[Begin]

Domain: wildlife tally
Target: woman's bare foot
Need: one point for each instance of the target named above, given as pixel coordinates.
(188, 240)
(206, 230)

[End]

OBJECTIVE = Every record should be repeated exactly; please leave none out.

FINISHED EXERCISE =
Domain: wildlife tally
Target: woman's bare foot
Need: one point for each instance of the target named above, given as pixel coordinates.
(188, 240)
(206, 230)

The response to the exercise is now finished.